Required tasks:
[1] Decide whether each statement agrees with the blog post about the flash flooding: (a) it rained heavily in Whitburn; (b) the Tyne Tunnel was closed in both directions; (c) a hotel room was found at the airport. For each, answer yes or no and quote the deciding words.
[2] Return everything in the blog post about the flash flooding from "When I wrote" down to "colour images btw.)".
[3] In the blog post about the flash flooding, which radio station dropped its usual broadcasting schedules to cover the disruption?

Extract:
——————

*Eddie Izzard – Noah’s Ark routine.
When I wrote about the changing weather conditions yesterday I had no idea what I’d unleashed! I was aware of the gathering clouds overhead, and even shot a few (which served to remind me how badly my sensor needs cleaning!), but thought it to be no different to any other thunderstorm. (Hard to tell, but these are colour images btw.)
Here in Whitburn, it didn’t even rain that much, and we live on a hill so why worry about the weather… except for the fact that my sister-in-law Dawn and her husband Roy were landing at Newcastle Airport and expecting me to be there to pick them up.
“Better leave early” I thought, “the roads all get a bit slow when things are wet.” Master of the understatement as it turned out. As I was leaving I heard that the A1, one of the three main routes between here and the airport was closed in one direction due to flooding. Best switch on local radio to keep up to date in case it affects the other carriageway I thought… which is when the scale of this issue began to sink in. Radio Newcastle had cancelled their usual broadcasting schedules to focus entirely on the disruption caused by flash flooding in the region.
It wasn’t long after that that I encountered the first signs… (Check out the wording of the poster on the right of the pair outside the church. Rich!)
Testo’s roundabout is the point at which I would normally have to make a choice between the three cross Tyne routes. I soon realised that the Tyne Tunnel was also out of the running. It was closed in both directions, with stationary traffic tailing back the three and a half miles to the roundabout. Remaining option – drive through Newcastle, with its undulating central motorway a likely receptacle for more flood water. Joy.
I’d needn’t have worried myself – the next 7 miles were going to be more interesting that the centre of town as I soon found out…
I soon came to a standstill in heavy traffic, and as I crawled along had to contend with the challenges of communicating with Dawn and Roy, who were having problems with their mobile phone, my wife who was expecting to meet them later, and her parents. Using mobiles, landlines, and even transatlantic facebook messages via Canada, we explored the option of finding hotel accommodation at the airport, but every room was booked.

——————

Raw data:

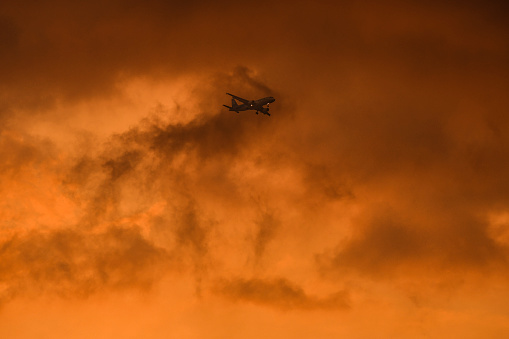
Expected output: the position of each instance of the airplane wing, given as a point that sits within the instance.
(244, 101)
(265, 111)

——————

Expected outputs:
[1]
(a) No: "Here in Whitburn, it didn’t even rain that much"
(b) Yes: "It was closed in both directions"
(c) No: "but every room was booked"

[2]
When I wrote about the changing weather conditions yesterday I had no idea what I’d unleashed! I was aware of the gathering clouds overhead, and even shot a few (which served to remind me how badly my sensor needs cleaning!), but thought it to be no different to any other thunderstorm. (Hard to tell, but these are colour images btw.)

[3] Radio Newcastle